TEXT EXCERPT:
════════════════

If space is non-Euclidean, then are the inverse-square laws really
inverse-square?

e.g. Fsub G = (G * m * M) / (r^2)

and Coulomb's Law?

--
Regards,
Casey

"Casey Hawthorne" wrote in message ...
If space is non-Euclidean, then are the inverse-square laws really
inverse-square?

e.g. Fsub G = (G * m * M) / (r^2)

and Coulomb's Law?

Even if space is made of molten furlongs per chocolate fortnight,
inverse-square laws are really inverse-square. Remarkable, isn't it?

Dirk Vdm

Casey Hawthorne wrote:
If space is non-Euclidean, then are the inverse-square laws really
inverse-square?

e.g. Fsub G = (G * m * M) / (r^2)

and Coulomb's Law?

--
Regards,
Casey

I have focused on getting a product relationship close to the
simplistic force laws.
This requires a transformation of the usual distance by
p = 1 / ( d + 1 ) .
I don't know if this new space is non-Euclidean; it is transformable
back to the usual.
Our notion of distance in general is so fundamental a concept that to
deny the Euclidean sense seems paralyzing. Yet space is what physics
concerns itself with. Some fundamental changes down here could resolve
a lot of problems.

When things are far away they get smaller, not larger. Yet according to
the Cartesian system their distances grow larger to us. Informationally
there is a conflict here. Informationally the influence of or on a body
far away is nill. The only exception to this that seems possible is
electromagnetic effects, but even those dissipate. So the usage of
Cartesian distance causes the reciprocal relationship. Whether this is
really a problem of Euclidean versus non-Euclidean may be an
appropriate context, but this little transformation step above allows
force to be expressed as
F = q1 q2
where these q's hold distance in p and their signs are their charges
and are inherently quantized.
These distances are unity when adjacent and zero when very far away.
This eliminates infinities at either close distances or far away
distances. Strangely enough the same tape measure can be used; just cut
off the first inch and take the reciprocal. That is all that the
transform does. The notion of unity as local as opposed to zero is
pleasing.

This (p) is a space which corresponds to the second derivative in the
usual space.
The two spaces are necessary. The product space cannot perform vector
addition easily whereas the ordinary space does this naturally. This is
the next operation that has to be done; add up all of the quantized
forces. So these two spaces appear naturally along with the arithmetic
product. This suggests that we exist in a product space. The space
beneath may be topologically different. I call this the substrate. This
is part of my own agenda tied into:
http://bandtechnology.com/PolySigned/PolySigned.html
So I try to look at things on the topology
0D 1D 2D ...
and seek geometric product correspondences. Above is a semi-classical
approach.

-Tim

In article ,
Casey Hawthorne wrote:
If space is non-Euclidean, then are the inverse-square laws really
inverse-square?

If space were the surface of a sphere, you would feel no force from an
object at the antipodes.

-- Richard

Casey Hawthorne wrote:
If space is non-Euclidean, then are the inverse-square laws really
inverse-square?

e.g. Fsub G = (G * m * M) / (r^2)

and Coulomb's Law?

--
Regards,
Casey

Whether space has actually a geometry or the geometry of space is a
matter of convention, is a matter of philosophical debate given the
name Conventionalism.

However, Newton's inverse square law has been confirmed experimentally
to about 1 part in a trillion accuracy:

http://prola.aps.org/abstract/PRL/v69/i12/p1722_1

If there is a deviation from the inverse square law it must take place
either in very small distances in the order of Planck length (10^-35 m
or so) or at very long ranges or both. Even is that is the case, it
will be hard to tie that to the "geometry" of space because it is very
hard to prove space has such property.

Mike

════════════════

RECORDED INFORMATION:
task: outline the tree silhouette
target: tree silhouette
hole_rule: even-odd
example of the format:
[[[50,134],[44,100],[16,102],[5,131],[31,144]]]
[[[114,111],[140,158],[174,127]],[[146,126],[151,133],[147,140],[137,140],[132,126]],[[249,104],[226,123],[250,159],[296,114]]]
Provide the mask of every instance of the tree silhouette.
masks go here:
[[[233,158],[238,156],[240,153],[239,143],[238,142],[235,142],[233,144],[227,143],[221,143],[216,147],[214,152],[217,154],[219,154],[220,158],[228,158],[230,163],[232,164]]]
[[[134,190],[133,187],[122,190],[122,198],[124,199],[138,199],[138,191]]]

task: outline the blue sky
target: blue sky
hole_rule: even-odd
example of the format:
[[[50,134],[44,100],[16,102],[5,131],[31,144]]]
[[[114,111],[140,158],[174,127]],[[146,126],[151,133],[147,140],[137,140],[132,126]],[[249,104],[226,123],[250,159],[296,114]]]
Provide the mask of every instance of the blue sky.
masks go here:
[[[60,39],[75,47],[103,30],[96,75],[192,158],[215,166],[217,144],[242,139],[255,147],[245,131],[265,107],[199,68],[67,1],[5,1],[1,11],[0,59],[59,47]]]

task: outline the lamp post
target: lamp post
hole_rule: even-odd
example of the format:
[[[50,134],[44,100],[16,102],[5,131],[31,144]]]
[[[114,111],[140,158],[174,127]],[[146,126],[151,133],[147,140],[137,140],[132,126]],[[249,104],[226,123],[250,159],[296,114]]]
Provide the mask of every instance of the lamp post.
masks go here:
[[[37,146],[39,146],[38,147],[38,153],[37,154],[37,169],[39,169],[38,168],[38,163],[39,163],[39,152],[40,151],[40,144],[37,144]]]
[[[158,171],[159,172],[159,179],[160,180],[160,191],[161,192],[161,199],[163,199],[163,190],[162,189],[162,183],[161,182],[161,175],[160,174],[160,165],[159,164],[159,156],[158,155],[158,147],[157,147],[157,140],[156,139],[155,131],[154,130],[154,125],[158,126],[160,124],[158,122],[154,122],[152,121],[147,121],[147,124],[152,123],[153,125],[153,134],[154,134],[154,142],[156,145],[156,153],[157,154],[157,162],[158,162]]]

════════════════

Please copy everything from "However, Newton's inverse" down to "has such property." in the forum thread, changing "trillion" to "billion". Rely on the forum thread alone.

However, Newton's inverse square law has been confirmed experimentally
to about 1 part in a billion accuracy:

http://prola.aps.org/abstract/PRL/v69/i12/p1722_1

If there is a deviation from the inverse square law it must take place
either in very small distances in the order of Planck length (10^-35 m
or so) or at very long ranges or both. Even is that is the case, it
will be hard to tie that to the "geometry" of space because it is very
hard to prove space has such property.